• _PROBLEM STATEMENT_
Search the listing for the string "dress". Copy every line that has it.

------ GIVEN RECORDS

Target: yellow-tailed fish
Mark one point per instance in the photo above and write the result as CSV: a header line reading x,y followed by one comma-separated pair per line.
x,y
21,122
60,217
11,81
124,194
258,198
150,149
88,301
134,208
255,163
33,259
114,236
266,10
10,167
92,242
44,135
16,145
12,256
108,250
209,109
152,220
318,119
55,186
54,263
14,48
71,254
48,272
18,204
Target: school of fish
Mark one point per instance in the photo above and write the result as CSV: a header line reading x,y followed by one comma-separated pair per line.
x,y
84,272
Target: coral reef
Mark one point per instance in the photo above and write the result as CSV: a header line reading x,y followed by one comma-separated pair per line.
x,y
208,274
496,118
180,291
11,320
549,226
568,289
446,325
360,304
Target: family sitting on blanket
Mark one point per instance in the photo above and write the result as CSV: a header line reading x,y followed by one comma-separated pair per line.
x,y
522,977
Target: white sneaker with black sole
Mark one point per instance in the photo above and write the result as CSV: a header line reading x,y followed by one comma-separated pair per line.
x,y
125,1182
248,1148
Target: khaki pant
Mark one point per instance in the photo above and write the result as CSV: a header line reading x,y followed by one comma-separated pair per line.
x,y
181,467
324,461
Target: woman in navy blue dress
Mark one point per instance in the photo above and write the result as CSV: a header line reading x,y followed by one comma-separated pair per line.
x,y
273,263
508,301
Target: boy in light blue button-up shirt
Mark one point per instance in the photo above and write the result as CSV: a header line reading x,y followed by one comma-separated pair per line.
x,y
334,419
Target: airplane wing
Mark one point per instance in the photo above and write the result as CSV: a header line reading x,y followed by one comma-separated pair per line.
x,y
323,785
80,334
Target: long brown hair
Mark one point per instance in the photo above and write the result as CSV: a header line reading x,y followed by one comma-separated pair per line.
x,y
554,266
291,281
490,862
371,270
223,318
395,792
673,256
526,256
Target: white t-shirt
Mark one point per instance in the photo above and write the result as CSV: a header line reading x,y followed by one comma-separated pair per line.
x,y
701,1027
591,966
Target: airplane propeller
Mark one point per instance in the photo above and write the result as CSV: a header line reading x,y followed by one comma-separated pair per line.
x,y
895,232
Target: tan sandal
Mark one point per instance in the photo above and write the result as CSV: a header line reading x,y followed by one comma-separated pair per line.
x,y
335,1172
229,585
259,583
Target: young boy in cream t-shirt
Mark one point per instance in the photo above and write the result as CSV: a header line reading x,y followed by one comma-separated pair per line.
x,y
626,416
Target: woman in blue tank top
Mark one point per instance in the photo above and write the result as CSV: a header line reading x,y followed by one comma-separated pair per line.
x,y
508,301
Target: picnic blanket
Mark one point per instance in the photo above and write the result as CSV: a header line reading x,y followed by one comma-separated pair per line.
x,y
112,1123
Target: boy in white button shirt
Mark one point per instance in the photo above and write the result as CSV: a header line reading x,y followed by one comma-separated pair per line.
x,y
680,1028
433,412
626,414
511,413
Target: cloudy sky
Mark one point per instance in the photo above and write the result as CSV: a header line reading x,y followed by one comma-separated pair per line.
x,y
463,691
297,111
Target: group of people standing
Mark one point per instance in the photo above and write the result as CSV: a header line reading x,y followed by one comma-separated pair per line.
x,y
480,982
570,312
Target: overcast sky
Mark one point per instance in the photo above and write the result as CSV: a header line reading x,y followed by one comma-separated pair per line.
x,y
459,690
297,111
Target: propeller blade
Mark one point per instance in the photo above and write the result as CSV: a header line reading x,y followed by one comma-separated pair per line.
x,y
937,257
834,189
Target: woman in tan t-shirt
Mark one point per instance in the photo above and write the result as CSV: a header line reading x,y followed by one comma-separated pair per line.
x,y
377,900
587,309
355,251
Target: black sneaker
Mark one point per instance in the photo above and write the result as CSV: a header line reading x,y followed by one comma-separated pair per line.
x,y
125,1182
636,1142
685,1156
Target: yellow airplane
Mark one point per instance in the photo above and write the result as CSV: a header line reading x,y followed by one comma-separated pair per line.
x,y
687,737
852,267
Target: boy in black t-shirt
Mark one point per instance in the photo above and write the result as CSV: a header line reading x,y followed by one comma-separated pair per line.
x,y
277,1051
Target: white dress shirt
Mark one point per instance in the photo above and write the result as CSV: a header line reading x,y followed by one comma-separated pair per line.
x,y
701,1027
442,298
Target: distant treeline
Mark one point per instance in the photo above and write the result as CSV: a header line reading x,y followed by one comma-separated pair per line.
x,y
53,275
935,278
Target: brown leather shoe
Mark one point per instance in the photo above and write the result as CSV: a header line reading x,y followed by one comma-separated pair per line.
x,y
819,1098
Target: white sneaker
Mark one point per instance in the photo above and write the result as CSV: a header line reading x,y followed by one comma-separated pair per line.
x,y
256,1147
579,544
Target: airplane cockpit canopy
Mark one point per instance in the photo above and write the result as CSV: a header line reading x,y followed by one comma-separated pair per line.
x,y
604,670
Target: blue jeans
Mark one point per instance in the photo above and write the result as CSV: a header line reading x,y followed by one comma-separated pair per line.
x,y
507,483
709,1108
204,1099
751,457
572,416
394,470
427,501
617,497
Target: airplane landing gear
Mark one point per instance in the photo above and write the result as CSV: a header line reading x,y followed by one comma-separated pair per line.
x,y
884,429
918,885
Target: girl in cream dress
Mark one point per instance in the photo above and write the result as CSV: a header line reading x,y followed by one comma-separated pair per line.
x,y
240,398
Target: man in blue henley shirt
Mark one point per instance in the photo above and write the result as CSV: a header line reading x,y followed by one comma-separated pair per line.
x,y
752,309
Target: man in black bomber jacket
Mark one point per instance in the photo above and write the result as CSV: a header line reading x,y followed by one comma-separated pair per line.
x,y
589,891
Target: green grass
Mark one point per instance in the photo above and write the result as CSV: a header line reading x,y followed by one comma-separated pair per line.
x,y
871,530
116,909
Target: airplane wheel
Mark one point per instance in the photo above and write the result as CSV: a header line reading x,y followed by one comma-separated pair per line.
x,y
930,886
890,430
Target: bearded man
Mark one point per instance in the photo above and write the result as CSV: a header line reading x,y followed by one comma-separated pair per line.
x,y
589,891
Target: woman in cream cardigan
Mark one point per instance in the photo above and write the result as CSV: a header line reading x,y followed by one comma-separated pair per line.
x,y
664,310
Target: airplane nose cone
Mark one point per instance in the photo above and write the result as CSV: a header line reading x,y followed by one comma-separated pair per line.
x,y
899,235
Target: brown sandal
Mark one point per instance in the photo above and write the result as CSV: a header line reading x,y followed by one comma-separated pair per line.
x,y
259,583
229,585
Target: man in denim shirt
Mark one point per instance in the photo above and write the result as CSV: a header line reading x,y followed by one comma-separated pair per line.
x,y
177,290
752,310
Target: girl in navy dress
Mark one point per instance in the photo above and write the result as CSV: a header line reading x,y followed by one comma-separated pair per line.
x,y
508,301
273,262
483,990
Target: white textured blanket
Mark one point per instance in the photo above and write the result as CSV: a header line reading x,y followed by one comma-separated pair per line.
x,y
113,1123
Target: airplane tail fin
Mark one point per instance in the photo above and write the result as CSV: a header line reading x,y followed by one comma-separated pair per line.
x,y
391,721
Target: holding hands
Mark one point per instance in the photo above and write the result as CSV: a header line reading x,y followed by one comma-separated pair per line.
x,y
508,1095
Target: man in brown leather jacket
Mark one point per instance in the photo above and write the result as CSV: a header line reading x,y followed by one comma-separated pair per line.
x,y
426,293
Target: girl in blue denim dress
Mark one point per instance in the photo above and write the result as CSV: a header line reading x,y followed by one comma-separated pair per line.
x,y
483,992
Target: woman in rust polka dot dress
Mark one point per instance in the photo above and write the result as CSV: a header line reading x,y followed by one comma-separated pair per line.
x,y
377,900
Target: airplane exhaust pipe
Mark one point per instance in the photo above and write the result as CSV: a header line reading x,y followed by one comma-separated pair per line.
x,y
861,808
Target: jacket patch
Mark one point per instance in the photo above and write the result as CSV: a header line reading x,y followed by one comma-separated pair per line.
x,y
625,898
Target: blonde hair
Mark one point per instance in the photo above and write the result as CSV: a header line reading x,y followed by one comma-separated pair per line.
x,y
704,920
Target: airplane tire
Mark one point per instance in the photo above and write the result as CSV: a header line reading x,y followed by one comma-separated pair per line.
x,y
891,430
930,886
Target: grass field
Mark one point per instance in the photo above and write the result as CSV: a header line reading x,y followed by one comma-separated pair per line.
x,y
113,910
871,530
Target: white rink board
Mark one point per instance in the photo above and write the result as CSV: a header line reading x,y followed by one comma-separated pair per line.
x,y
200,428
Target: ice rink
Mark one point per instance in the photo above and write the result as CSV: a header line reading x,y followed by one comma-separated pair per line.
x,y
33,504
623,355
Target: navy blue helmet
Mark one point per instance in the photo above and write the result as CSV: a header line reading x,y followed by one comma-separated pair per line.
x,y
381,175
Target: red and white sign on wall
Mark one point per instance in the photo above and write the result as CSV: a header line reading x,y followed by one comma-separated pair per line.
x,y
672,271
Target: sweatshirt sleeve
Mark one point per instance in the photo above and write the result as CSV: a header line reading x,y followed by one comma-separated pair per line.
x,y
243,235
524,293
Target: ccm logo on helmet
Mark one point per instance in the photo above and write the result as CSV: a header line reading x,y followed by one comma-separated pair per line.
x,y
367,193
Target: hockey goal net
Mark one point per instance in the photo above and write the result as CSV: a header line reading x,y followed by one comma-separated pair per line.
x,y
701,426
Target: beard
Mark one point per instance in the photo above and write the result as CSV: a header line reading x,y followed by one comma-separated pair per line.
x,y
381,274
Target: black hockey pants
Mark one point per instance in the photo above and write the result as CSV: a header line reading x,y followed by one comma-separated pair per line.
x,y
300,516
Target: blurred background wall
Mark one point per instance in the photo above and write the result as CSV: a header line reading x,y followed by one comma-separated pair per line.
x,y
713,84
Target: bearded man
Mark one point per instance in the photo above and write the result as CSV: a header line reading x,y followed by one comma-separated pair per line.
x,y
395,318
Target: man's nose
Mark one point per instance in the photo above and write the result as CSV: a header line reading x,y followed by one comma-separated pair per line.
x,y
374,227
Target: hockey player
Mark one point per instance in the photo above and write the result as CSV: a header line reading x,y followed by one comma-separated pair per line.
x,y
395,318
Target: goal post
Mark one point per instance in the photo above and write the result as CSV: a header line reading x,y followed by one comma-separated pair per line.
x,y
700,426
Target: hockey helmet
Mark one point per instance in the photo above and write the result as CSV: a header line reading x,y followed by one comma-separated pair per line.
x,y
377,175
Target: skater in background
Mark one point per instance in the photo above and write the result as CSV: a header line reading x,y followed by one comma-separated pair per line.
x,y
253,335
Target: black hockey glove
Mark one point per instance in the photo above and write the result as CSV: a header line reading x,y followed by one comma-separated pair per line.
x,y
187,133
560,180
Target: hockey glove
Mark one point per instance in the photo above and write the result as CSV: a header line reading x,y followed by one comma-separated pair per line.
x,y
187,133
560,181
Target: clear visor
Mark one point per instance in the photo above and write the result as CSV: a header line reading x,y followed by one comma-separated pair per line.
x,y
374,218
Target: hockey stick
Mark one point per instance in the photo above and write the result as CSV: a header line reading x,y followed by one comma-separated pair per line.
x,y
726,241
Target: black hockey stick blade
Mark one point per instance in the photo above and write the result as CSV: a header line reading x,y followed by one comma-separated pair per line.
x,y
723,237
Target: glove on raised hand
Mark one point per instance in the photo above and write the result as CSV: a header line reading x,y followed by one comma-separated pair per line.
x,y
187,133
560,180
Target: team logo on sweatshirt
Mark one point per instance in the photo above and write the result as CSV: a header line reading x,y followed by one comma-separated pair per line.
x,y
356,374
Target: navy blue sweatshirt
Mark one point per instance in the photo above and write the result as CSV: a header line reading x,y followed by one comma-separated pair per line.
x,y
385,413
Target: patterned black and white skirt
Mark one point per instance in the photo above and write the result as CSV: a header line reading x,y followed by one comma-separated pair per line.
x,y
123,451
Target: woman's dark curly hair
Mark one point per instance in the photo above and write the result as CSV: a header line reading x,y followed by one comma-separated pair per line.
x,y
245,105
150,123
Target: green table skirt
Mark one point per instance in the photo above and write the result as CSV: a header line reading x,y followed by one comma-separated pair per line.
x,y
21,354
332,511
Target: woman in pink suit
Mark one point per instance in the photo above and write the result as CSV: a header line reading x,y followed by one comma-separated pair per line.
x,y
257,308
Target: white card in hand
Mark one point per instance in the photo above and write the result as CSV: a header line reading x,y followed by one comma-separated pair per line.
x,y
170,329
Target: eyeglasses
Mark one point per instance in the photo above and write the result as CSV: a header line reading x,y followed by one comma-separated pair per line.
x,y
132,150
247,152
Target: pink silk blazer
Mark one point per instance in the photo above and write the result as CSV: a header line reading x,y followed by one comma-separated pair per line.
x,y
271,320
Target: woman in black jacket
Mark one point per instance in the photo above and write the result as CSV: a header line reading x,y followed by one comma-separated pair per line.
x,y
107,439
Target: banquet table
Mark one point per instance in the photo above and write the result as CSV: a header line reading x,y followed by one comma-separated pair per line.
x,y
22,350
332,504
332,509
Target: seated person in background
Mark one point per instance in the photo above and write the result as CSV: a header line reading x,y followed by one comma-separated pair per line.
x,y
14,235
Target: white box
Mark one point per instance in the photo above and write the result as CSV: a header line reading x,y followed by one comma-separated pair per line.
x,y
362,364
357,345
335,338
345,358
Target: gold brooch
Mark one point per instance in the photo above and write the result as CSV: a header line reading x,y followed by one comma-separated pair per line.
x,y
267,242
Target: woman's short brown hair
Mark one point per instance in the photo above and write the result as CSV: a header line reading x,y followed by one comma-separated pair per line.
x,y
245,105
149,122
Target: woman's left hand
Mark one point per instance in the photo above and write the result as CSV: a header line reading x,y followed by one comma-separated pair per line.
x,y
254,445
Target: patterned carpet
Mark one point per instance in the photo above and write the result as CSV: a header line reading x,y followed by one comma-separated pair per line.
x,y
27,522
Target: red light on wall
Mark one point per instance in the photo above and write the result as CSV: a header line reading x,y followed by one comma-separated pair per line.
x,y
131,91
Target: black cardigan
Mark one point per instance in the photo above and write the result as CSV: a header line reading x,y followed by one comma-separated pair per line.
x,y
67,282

------------

• _RESPONSE BELOW_
Target: woman in navy blue dress
Target: white dress shirt
Target: girl in cream dress
Target: girl in navy dress
Target: girl in blue denim dress
Target: woman in rust polka dot dress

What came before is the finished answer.